### Tasks
- A) Please translate this sentence from the football article below into Spanish: "Pass protection is more complicated."
- B) Name every Texans defensive player mentioned in the football article below.
- C) Write the next part of the football article below, picking up after its final sentence.

New England, meanwhile, is back where they belong. Maybe there are some middle schoolers in Foxborough who don’t remember the dynasty, but everyone else remembers 15 Divisional Round appearances in 20 years under Brady and Belichick. That era ended. Then Mike Vrabel showed up, Drake Maye took a leap, and suddenly the Patriots are the 2-seed with an MVP candidate under center. The Death Star has some new faces at the helm.
Ten straight wins means nothing if number eleven doesn’t come in the Divisional Round. It never has for Houston. Maybe it’s time.
The Trenches
The Texans have a top 5 pass rush in football. They just proved it by sacking Aaron Rodgers 4 times and hitting him 12 times. That Steelers team was supposedly one of the best O-lines in the league. The Patriots are not that.
The Patriots O-line is a Jekyll and Hyde situation when it comes to run and pass blocking. Morgan Moses leads the way at right tackle (79% RBWR, 7th at the position), and the team ranks 12th overall (72% RBWR). When they want to move bodies, they can. Pass protection is more complicated. Mike Onwenu grades out individually (95% PBWR, 20th among interior linemen) and rookie Will Campbell has been better than advertised at left tackle (5.8% pressure rate allowed). But the team sits 13th in PBWR (64%) and 11th in composite rating, good but not great. Add in Drake Maye’s high TTT (3.12 sec) and it’s a vicious cycle where extending plays just exposes the cracks.
The Texans D-line is strong. Maybe a mild understatement, given their two All-Pros leading the charge: Will Anderson Jr. (15 sacks, 3rd in NFL) and Danielle Hunter (12 sacks, 8th). Pass, run, it doesn’t matter. The Texans D-line eats it up. Anderson (23% PRWR, 4th among edge rushers) and Hunter (14%, 19th) are both top 20 in pass rush win rate. Togiai leads all DTs in run stop win rate (46%). Anderson ranks 8th among edge defenders (28%). Add in Sheldon Rankins, who’s skilled and strong enough to toss an offensive lineman back with one hand and take a fumble to the house? It spells DISASTER for the Patriots in Foxborough (Steiner math, so hot right now).
On the other side, it’s less a clash of titans and more a clash of stoppable force vs. movable object.

### Data rows
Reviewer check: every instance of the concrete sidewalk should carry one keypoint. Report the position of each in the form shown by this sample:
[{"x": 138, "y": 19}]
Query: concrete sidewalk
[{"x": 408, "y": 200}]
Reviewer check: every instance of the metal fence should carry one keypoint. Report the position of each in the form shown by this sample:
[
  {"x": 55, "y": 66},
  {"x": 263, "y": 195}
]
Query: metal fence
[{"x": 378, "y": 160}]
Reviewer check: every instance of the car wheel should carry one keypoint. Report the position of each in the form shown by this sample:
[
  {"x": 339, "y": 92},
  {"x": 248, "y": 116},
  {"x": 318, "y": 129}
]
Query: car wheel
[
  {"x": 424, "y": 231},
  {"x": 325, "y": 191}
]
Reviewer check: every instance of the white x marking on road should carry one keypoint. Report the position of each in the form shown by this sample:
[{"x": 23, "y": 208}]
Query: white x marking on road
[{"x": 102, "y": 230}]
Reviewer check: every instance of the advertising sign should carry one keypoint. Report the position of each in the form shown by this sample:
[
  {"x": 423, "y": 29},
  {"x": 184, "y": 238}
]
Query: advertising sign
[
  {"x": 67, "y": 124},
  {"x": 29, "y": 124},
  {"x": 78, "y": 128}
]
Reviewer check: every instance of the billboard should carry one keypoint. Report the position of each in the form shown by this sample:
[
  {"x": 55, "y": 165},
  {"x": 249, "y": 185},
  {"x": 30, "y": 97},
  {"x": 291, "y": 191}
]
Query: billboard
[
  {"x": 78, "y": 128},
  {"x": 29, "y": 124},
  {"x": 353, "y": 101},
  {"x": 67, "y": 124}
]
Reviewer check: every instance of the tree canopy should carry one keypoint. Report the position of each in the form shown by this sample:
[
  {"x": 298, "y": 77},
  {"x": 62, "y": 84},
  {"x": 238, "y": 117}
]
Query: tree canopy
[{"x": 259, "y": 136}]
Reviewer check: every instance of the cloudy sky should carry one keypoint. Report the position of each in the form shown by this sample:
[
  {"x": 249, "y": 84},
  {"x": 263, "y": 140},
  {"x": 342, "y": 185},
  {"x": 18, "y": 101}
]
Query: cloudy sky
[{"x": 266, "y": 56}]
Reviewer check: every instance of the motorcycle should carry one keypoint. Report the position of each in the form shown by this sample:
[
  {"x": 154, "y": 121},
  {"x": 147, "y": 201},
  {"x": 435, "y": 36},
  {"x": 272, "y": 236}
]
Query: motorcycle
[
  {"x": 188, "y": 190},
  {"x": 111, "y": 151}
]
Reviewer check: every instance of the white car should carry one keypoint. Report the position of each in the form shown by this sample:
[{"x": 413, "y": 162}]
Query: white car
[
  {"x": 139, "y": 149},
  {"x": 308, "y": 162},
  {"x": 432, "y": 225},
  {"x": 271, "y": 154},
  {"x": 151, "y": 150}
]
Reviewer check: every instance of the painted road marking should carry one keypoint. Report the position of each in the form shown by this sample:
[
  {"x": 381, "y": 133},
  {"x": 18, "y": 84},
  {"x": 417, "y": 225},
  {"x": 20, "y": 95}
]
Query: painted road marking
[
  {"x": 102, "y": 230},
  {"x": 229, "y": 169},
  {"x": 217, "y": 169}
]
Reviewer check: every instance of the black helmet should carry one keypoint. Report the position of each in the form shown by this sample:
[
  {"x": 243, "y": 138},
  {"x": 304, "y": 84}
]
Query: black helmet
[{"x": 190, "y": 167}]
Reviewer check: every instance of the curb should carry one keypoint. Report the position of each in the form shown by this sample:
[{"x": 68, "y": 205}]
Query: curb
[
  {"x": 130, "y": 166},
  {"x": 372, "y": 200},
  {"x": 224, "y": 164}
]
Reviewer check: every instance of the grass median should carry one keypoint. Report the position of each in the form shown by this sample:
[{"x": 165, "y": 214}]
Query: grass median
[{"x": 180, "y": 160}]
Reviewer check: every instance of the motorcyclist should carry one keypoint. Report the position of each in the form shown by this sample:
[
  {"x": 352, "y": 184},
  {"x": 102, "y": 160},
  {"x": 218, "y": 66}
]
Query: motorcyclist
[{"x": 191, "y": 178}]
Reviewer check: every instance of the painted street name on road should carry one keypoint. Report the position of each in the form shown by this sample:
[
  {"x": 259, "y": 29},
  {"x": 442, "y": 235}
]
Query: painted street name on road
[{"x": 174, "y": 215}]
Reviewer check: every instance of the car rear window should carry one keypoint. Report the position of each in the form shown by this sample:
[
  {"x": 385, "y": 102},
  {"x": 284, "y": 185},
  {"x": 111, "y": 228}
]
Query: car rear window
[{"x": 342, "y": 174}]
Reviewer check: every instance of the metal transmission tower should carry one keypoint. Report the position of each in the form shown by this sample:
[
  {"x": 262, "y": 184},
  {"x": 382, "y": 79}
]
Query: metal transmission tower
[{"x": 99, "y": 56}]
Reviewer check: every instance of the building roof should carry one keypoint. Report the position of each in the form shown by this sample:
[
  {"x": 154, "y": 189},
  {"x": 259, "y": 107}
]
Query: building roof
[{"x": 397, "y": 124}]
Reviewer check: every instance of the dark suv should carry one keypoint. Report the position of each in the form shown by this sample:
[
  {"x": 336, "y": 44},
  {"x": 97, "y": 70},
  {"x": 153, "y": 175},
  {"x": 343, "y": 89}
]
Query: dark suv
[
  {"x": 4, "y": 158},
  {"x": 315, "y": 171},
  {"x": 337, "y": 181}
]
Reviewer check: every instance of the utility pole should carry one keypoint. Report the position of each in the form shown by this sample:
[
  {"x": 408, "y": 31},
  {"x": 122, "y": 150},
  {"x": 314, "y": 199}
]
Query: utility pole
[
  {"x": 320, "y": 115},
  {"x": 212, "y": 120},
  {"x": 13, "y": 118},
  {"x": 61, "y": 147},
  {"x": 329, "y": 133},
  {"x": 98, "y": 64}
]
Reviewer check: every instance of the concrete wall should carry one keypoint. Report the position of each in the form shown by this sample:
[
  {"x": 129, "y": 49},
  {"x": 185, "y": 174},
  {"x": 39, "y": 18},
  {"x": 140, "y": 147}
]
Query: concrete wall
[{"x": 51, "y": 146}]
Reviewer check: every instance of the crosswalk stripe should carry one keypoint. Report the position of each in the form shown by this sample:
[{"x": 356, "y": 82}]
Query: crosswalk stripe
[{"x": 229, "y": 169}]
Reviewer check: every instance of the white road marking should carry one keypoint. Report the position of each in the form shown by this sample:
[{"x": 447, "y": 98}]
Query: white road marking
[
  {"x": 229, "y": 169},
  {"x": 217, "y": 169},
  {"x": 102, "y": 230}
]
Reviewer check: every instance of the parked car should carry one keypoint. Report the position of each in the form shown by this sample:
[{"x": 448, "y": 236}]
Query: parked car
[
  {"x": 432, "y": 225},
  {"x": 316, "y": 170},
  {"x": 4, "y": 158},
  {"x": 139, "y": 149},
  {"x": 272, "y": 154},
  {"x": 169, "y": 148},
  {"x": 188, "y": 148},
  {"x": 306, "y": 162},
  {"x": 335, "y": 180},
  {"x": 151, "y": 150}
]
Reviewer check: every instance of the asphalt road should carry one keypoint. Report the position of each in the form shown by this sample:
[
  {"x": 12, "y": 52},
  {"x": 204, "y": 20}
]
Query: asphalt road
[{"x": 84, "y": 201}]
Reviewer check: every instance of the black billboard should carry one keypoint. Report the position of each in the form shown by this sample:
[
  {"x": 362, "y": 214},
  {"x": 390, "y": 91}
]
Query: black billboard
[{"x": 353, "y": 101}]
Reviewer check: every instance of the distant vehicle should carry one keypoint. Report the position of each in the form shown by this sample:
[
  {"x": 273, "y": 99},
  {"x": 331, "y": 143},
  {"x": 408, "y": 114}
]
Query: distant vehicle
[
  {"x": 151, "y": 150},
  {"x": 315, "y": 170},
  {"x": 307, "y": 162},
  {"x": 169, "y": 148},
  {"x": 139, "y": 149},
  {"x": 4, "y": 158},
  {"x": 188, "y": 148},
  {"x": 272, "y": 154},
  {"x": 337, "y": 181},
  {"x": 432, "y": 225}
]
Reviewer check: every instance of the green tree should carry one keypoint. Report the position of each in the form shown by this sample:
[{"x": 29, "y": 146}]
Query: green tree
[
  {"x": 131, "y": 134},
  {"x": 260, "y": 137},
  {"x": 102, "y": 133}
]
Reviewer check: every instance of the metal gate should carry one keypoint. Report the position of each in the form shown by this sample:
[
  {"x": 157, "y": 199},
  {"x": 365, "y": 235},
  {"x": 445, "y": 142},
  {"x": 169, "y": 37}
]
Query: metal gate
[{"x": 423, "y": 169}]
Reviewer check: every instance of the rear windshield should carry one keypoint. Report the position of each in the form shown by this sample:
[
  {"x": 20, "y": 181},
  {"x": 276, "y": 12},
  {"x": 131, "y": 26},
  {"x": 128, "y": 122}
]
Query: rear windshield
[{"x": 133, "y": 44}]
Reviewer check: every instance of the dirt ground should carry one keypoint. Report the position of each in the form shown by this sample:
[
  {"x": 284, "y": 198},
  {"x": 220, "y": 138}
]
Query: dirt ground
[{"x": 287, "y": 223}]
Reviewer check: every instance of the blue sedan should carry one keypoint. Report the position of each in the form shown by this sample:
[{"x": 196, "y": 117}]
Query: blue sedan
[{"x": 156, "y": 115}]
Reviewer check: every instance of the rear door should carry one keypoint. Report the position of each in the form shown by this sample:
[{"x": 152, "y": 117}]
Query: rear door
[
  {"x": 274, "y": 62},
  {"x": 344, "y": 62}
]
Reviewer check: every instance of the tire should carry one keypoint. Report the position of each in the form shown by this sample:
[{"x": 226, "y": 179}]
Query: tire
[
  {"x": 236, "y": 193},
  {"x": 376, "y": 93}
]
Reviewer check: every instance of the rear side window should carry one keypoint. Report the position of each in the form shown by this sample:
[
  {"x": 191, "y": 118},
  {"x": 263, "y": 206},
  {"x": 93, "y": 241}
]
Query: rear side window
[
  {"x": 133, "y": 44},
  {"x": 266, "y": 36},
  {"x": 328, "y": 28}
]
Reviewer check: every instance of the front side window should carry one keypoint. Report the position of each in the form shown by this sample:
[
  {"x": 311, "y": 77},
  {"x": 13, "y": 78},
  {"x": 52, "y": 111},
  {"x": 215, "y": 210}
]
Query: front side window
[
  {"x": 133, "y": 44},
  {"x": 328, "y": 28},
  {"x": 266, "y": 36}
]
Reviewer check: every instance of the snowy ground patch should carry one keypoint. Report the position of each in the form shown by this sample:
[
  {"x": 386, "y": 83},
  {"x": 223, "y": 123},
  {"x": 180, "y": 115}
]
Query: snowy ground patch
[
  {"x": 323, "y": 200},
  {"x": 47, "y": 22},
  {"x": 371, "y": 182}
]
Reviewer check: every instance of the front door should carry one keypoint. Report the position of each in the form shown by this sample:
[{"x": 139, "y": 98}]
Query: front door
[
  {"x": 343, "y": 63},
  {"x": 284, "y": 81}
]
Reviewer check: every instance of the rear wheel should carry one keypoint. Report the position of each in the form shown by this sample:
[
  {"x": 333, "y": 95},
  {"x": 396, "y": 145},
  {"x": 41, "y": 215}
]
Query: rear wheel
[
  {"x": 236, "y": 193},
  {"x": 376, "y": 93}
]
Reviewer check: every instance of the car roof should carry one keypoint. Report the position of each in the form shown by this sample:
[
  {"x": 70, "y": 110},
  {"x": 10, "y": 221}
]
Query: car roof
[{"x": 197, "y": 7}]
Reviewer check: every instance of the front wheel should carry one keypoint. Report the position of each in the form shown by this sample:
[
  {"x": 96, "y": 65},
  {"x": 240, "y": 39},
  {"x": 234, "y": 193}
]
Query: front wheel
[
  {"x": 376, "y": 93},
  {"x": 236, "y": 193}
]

### Responses per task
- A) La protección del pase es más complicada.

- B) Will Anderson Jr., Danielle Hunter, Togiai, Sheldon Rankins

- C)
Here the Texans offensive line ranks 30th in pass block win rate (56%) and dead last in run block win rate (68%, 32nd). Not good. Those stats are a little misleading though. By that same composite metric they’re middle of the pack (20th). ESPN, the ppl behind PBWR and RBWR, just happens to REALLY hate them. The actual pressure rate allowed (35.2%) and no-blitz pressure rate (31.3%) are both mid-pack. CJ Stroud’s quick trigger (2.8 sec TTT, compared to Maye’s 3.12) and low Pressure-To-Sack Rate (13.4%, 10th) show how even when pressure arrives, it doesn’t always convert. Where the line actually struggles is the run game: 19.3% stuff rate, 6th worst in the league.
The Patriots D-line is more well-rounded than the previous opponent was, rating 18th (35%) in pass rush win rate and 10th (31%) in run stop win rate. They’re not big on sacks, only 18th in the league (2.3 per game), but Christian Barmore provides interior disruption (10% PRWR, 7th among DTs) while Harold Landry III (8.5 sacks) and K’Lavon Chaisson (7.5 sacks) work as the bookend threats (TEMU WAJ/Hunter). The Texans will need to handle pressure from everywhere.
The run game will be a grind (no 5.3 ypc here unlike the Steelers game), but the Texans have a better chance of keeping CJ upright, and CJ with time is a dangerous man indeed. Call this matchup a WASH.
The Quarterbacks
CJ Stroud was two different quarterbacks on Monday night. One fumbled “five” (five in quotation marks because the center misnapped twice, and the NFL counts bad snaps against the QB) times. The other converted 7/12 3rd downs, averaging 12.7 yards an attempt and .77 EPA/pass. Rex Grossman and Tom Brady sharing the same jersey.
His regular season followed the same pattern. Early struggles (0-3, averaging 199.7 ypg and .66 TDs/game) gave way to a 6-0 stretch as a starter: 244.5 ypg, 1.6 TDs/game, .11 EPA/play (10th in the NFL, min. 100 plays). The Texans also went 3-0 while he was out with a concussion, but the offense looked noticeably worse without him.
While CJ has been inconsistent, Maye’s 2025 has been elite. Second-team All-Pro, MVP conversation, the whole shebang. Josh McDaniels turned a promising rookie into a 31 TD/8 INT passer who’s also a rushing threat (450 yards, 4 TDs). He leads the league in EPA/play (.26) and QBR (77.3) with a 4.4-point gap over second place. He’s that guy this season.
Be that as it may(e), his game against the Chargers made him look mortal. 17/29, 1 TD, 1 interception, 5 sacks and 2 fumbles (1 lost) with 33 rushing yards isn’t great. Ultimately, the Chargers offense was even worse. The Texans’ defense is better than the Chargers’. Points will be at a premium this game, and the margins are slimmer than the Wildcard.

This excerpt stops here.